In Wales, INPS was the first GP system supplier to commit to the country’s Individual Health Record project, which is based on proprietary systems.
Vision 360 is being used by 19 practices in Pembrokeshire to make information available to out-of-hours clinicians using Adastra software. The next community of live users is scheduled to be Cardiff, which will start using Vision 360 for the IHR later this summer.
Simon Fanthorpe, INPS IT director, says Vision 360 gives GPs a virtual private database. Practices retain a lot of control of their own data and can ensure that only the information they want to add to their record from other settings is incorporated.
Blackmore adds: “Local communities have different attitudes to sharing and Vision 360 can offer local choice whereas working with the national services in England doesn’t really allow you that.”
Vision 360 as a GP system
Max Brighton, INPS managing director, says the intention is to seek NHS Connecting for Health accreditation for Vision 360 as a GP system – just as EMIS is currently doing for its next generation system, EMIS Web.

Data supplied.
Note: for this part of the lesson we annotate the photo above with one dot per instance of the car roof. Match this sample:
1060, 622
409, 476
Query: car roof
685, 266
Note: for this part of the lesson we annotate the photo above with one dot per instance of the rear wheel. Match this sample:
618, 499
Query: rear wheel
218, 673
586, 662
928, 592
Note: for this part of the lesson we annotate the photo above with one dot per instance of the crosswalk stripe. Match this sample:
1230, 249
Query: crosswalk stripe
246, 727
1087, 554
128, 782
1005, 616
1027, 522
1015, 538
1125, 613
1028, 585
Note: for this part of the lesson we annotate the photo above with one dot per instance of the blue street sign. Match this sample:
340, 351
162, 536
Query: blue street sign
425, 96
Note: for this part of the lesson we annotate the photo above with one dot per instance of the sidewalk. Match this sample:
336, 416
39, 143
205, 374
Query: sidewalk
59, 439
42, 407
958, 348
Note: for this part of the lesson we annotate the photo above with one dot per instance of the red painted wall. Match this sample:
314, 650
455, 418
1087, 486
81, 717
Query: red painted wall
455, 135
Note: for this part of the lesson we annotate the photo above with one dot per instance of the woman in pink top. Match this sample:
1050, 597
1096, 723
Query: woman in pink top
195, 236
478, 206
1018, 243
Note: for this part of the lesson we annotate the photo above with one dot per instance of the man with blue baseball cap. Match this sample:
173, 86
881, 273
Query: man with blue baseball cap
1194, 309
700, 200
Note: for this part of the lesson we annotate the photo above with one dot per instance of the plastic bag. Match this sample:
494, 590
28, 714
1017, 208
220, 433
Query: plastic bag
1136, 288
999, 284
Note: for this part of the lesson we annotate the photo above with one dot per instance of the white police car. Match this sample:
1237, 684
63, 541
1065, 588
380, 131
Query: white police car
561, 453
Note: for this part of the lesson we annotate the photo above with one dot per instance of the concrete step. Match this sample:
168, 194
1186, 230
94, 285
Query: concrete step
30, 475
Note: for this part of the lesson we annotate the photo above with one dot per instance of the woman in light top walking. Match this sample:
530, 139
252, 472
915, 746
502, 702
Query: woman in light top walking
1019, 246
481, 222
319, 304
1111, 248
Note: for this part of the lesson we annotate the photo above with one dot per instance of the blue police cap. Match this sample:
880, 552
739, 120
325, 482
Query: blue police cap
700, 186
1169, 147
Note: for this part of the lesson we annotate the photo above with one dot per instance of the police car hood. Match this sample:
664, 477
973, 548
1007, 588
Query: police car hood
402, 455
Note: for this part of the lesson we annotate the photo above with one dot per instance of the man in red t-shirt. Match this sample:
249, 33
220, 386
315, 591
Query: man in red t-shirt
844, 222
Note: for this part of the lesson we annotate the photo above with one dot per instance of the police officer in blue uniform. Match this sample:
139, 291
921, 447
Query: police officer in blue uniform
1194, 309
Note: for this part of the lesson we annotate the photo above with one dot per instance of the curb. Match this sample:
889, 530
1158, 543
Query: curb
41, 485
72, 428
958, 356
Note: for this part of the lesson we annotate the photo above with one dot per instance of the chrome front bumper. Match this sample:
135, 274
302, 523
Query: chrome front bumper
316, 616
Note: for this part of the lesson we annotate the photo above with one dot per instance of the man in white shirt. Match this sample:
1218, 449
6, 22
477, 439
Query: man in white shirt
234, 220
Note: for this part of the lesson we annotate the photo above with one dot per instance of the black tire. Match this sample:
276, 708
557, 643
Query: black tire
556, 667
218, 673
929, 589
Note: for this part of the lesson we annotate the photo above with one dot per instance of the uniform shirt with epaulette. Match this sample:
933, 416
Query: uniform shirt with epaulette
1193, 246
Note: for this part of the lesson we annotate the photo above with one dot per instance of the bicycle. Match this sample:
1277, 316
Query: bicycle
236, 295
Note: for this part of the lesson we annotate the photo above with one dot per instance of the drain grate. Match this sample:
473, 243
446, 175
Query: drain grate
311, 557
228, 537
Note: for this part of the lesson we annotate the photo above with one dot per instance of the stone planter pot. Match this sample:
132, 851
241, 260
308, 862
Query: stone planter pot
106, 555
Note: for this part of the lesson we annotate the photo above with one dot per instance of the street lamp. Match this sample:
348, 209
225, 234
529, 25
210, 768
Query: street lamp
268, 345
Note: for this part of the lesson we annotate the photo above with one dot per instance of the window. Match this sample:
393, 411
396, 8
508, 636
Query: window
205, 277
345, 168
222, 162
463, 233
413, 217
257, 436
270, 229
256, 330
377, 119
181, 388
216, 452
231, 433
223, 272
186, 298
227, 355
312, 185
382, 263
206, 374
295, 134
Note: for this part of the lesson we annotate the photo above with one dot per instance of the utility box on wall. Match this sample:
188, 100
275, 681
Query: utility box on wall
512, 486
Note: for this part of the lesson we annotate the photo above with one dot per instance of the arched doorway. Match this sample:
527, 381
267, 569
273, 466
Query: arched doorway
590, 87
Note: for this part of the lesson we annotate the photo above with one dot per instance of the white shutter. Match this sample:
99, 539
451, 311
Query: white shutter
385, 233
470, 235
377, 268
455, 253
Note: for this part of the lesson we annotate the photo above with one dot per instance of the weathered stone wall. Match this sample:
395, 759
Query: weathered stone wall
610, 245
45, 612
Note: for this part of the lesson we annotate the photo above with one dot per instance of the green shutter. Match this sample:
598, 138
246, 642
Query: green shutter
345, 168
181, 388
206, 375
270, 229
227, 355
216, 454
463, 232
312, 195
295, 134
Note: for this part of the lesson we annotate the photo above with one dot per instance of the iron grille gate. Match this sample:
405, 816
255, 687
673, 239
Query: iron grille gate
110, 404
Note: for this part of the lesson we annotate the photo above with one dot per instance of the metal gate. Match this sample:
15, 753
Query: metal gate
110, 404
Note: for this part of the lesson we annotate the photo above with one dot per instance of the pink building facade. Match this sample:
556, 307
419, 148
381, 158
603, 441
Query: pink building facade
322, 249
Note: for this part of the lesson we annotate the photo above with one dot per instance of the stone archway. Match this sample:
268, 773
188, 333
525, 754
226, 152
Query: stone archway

Exercise goal.
Rewrite the stretch of the Vision 360 text from "Vision 360 is" through "settings is incorporated.", putting "doctors" in place of "clinicians".

Solution.
Vision 360 is being used by 19 practices in Pembrokeshire to make information available to out-of-hours doctors using Adastra software. The next community of live users is scheduled to be Cardiff, which will start using Vision 360 for the IHR later this summer.
Simon Fanthorpe, INPS IT director, says Vision 360 gives GPs a virtual private database. Practices retain a lot of control of their own data and can ensure that only the information they want to add to their record from other settings is incorporated.